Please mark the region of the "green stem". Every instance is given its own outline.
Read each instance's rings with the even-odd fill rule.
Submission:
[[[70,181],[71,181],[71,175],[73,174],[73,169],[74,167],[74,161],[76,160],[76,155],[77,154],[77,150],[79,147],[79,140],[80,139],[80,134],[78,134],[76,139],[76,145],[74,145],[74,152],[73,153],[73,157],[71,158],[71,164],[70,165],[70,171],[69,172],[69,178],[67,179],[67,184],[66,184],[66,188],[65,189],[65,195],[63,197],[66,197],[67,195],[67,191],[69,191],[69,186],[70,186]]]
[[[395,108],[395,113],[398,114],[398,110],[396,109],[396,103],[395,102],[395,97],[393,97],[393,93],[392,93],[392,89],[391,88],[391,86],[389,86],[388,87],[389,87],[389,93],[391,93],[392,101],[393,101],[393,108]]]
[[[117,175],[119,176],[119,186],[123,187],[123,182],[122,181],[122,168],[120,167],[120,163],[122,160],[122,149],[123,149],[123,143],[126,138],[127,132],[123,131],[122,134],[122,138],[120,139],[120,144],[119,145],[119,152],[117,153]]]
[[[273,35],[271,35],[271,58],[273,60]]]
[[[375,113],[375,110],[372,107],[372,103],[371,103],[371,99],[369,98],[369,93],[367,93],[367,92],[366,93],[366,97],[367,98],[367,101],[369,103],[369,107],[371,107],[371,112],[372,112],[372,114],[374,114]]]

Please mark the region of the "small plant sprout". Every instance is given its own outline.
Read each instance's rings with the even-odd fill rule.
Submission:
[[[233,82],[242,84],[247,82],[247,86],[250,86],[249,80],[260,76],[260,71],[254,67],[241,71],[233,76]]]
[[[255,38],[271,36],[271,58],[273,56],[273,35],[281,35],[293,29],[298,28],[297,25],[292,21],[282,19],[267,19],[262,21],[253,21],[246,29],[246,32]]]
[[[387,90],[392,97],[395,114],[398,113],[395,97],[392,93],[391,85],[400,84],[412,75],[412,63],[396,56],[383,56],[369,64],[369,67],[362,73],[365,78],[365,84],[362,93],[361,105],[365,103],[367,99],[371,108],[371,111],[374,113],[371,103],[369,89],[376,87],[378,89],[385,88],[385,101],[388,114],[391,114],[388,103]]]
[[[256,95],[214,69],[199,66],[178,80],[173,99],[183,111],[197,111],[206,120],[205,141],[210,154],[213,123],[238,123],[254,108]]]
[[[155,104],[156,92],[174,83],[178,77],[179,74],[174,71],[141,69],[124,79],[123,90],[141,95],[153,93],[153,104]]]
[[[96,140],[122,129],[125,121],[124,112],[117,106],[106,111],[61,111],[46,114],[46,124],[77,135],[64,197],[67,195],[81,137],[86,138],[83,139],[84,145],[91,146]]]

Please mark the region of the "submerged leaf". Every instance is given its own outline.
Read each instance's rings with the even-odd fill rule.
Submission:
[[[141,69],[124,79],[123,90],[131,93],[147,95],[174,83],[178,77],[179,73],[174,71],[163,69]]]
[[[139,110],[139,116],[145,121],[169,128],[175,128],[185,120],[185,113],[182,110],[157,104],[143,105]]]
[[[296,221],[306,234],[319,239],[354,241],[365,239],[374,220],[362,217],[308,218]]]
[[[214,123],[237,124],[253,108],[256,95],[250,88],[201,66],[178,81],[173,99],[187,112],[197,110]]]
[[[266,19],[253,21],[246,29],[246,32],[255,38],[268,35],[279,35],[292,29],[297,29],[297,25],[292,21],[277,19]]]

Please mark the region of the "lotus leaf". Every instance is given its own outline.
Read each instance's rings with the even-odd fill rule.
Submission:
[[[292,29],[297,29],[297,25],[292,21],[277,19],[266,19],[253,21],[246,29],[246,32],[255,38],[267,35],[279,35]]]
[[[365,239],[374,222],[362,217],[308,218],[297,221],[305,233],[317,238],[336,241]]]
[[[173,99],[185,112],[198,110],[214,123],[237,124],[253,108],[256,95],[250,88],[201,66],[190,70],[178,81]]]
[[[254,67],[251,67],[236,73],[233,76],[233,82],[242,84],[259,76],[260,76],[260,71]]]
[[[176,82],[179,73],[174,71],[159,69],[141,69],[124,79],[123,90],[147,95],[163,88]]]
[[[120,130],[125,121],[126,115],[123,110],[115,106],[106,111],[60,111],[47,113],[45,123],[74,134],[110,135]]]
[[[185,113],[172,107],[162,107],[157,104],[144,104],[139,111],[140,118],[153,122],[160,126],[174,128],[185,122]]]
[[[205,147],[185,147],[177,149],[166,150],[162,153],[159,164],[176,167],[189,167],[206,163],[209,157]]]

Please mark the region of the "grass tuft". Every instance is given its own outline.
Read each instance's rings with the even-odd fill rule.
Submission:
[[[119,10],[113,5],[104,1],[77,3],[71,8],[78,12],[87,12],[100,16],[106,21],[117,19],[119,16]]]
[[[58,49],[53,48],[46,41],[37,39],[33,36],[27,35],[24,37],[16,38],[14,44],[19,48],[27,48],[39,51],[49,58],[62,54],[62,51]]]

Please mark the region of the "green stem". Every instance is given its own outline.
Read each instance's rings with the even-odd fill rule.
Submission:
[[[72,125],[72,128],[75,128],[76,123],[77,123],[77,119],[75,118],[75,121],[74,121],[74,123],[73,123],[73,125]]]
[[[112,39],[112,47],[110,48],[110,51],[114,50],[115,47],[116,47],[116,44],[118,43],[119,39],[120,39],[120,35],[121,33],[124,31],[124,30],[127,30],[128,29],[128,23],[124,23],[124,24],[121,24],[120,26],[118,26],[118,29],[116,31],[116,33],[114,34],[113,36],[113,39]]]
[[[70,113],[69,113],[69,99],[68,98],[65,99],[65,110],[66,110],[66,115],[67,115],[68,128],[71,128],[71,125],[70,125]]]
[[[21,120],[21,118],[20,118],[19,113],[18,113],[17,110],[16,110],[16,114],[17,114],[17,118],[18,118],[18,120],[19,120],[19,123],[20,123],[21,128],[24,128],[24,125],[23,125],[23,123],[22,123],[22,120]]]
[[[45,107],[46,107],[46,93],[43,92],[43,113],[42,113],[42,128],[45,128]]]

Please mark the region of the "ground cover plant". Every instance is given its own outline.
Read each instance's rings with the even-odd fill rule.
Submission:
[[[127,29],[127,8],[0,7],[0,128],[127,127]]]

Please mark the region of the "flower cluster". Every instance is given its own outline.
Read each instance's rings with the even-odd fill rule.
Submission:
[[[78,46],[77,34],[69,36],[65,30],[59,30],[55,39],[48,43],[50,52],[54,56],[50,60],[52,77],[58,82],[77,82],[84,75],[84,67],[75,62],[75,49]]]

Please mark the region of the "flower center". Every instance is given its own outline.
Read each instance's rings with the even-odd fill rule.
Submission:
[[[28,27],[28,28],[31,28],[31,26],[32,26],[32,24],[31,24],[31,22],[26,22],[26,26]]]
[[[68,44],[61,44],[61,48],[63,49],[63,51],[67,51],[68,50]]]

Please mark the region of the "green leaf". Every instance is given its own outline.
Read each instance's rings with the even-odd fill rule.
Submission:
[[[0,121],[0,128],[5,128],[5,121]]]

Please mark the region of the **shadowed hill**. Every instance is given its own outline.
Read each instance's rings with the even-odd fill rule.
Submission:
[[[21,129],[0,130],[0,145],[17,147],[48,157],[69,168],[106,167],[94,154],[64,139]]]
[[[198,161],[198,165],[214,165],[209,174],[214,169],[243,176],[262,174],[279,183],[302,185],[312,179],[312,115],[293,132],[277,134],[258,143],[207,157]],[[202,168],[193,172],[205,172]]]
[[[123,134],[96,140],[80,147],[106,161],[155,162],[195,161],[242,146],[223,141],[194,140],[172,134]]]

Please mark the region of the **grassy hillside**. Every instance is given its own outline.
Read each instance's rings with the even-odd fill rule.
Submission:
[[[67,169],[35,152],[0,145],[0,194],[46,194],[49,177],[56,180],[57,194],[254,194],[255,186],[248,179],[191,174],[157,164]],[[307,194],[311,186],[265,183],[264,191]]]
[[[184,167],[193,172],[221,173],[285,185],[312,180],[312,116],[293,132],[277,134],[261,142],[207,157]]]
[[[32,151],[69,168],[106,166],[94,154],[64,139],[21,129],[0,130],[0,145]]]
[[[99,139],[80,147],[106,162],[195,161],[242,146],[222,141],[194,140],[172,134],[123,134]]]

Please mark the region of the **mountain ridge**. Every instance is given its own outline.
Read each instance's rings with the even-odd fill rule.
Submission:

-*-*-

▸ Written exercise: Only the lines from the one holding "Please mark the region of the **grassy" through the end of the listing should be given again, exactly and with both ends included.

▸ Worked answer:
Please mark the region of the **grassy hillside**. Every instance is given its own outline.
Read each instance's rings with the even-odd fill rule.
Submission:
[[[67,169],[35,152],[0,145],[0,194],[46,194],[49,177],[56,180],[57,194],[254,194],[255,186],[248,179],[191,174],[157,164]],[[307,194],[311,186],[265,183],[264,191]]]
[[[184,167],[193,172],[221,173],[285,185],[312,180],[312,116],[293,132],[277,134],[261,142],[207,157]]]
[[[32,151],[69,168],[106,166],[94,154],[64,139],[21,129],[0,130],[0,145]]]
[[[99,139],[80,147],[106,162],[195,161],[242,146],[222,141],[194,140],[172,134],[123,134]]]

Please mark the region of the **mountain ridge**. Every instance is given its own outline.
Read each instance's rings with the even-odd fill rule.
Submission:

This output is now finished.